- **WHAT IS EXPECTED**
Each record below should appear again exactly as written.

(Records from a data source)
· · · · · · ·
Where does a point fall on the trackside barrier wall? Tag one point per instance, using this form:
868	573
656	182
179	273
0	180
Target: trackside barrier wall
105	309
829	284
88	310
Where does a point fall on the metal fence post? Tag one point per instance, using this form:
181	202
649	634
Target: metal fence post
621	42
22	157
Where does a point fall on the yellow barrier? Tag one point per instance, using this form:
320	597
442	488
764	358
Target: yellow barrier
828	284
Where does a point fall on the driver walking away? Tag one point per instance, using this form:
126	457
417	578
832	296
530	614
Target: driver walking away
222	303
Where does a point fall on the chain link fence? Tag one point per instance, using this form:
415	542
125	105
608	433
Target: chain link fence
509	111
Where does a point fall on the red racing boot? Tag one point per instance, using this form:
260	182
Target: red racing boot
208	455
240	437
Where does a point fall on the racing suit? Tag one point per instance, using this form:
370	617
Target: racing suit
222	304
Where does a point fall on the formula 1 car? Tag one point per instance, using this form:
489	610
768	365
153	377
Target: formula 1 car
· · · · · · ·
- **SOLUTION TO THIS PROBLEM**
Where does a point fall on the trackside barrier wall? Tag one point per instance, using this form:
868	573
656	182
179	273
0	180
Target: trackside barrier wall
105	309
829	284
88	310
Where does a point fall on the metal fence post? Tag one point per instance, using this form:
181	202
649	634
Target: metal fence post
621	42
22	157
Where does a point fall on the yellow barrier? Tag one point per instance, using this form:
320	597
442	488
764	358
Target: yellow barrier
828	284
Where does a point fall on the driver walking away? Tag one point per instance, using this form:
126	457
417	578
832	296
530	614
Target: driver walking away
222	303
Where does a point fall on the chain link fence? Tag one point per instance, using this form:
415	542
125	105
608	433
Target: chain link fence
509	111
Where does a point fall on the red racing boot? Tag one point per instance, using this form:
260	182
Target: red racing boot
208	455
240	437
Where does a point fall on the racing suit? Tag one point per instance, using this form:
370	617
Target: racing suit
222	304
Where does a point fall on the formula 1 car? Tag one point per instance, using this form:
489	610
768	365
153	377
Target: formula 1 car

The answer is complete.